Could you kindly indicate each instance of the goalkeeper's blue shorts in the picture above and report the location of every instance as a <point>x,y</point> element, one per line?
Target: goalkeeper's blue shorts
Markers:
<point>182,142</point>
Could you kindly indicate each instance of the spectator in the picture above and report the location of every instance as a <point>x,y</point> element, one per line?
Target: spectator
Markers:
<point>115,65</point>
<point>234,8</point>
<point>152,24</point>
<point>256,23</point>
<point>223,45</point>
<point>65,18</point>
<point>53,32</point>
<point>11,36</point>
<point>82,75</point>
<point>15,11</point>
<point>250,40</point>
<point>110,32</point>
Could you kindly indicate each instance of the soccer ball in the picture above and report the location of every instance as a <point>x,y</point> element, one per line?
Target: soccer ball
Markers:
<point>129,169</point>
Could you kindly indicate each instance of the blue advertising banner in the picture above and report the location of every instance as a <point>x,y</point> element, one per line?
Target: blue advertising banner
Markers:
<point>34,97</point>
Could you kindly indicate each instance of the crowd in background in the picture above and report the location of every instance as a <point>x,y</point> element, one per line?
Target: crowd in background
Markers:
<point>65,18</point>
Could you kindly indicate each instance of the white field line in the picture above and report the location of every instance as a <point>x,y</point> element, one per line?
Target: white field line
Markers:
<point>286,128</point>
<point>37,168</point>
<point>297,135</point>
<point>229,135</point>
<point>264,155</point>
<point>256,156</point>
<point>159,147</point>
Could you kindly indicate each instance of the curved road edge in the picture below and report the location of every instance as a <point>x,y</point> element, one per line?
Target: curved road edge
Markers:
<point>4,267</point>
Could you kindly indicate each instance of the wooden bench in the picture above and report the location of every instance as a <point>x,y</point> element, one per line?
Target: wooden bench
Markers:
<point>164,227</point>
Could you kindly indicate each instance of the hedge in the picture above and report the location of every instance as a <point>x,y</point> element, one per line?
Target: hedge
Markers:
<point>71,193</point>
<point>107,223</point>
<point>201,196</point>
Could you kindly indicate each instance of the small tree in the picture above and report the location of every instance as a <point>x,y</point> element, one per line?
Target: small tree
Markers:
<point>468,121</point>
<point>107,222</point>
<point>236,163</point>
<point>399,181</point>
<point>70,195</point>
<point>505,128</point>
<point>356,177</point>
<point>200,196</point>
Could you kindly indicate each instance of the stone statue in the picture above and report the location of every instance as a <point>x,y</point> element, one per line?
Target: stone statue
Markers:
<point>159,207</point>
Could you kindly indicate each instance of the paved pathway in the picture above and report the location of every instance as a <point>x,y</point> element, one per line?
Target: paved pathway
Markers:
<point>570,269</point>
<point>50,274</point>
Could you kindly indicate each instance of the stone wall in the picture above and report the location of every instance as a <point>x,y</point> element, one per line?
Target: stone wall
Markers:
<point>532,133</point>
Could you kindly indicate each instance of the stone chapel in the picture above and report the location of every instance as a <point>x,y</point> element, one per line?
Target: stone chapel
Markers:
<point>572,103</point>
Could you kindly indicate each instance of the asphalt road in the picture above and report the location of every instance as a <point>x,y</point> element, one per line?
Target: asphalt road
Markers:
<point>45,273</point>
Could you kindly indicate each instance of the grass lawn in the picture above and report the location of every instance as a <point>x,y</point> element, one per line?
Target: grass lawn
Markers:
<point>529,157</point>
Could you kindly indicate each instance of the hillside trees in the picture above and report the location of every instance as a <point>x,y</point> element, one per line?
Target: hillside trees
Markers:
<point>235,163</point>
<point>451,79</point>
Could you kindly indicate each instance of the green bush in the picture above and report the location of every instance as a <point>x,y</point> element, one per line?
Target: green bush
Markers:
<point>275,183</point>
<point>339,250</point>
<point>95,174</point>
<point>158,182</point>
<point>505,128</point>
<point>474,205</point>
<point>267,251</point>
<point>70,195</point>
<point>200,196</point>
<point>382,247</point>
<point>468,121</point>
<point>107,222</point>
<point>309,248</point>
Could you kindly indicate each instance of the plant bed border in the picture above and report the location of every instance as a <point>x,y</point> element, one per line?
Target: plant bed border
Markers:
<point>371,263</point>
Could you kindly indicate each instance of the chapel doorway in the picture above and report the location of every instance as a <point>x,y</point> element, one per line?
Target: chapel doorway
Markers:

※ ※ ※

## EXERCISE:
Repeat exactly the lines above from the line that contains "Could you kindly indicate each instance of the grass" through the end. Include both of these ends; leave out everything else.

## SOLUTION TO THIS PROBLEM:
Could you kindly indicate each instance of the grass lawn in the picture above and report the location of every instance as a <point>x,y</point> element, one per line?
Target: grass lawn
Markers:
<point>529,157</point>
Could you kindly indicate each instance of the hillside trees in the picture above and report the location of every instance as a <point>x,y</point> element, one per line?
Target: hillside trees
Markers:
<point>235,163</point>
<point>451,79</point>
Could you kindly indicate each instance of the green bush in the picture above and report the location of every instance as a <point>x,y</point> element, one per line?
Target: green bush
Markers:
<point>275,183</point>
<point>339,250</point>
<point>95,174</point>
<point>158,182</point>
<point>505,128</point>
<point>474,205</point>
<point>267,251</point>
<point>70,195</point>
<point>200,196</point>
<point>382,247</point>
<point>468,121</point>
<point>107,222</point>
<point>309,248</point>
Could you kindly indicate each instance of the plant bed border in the picture above and report the location of every instance as a <point>x,y</point> element, one per line?
Target: plant bed border
Markers:
<point>371,263</point>
Could you kindly indicate each instance of the chapel doorway in the picture above and report the location of every instance as a <point>x,y</point> element, one per line?
Target: chapel doorway
Markers:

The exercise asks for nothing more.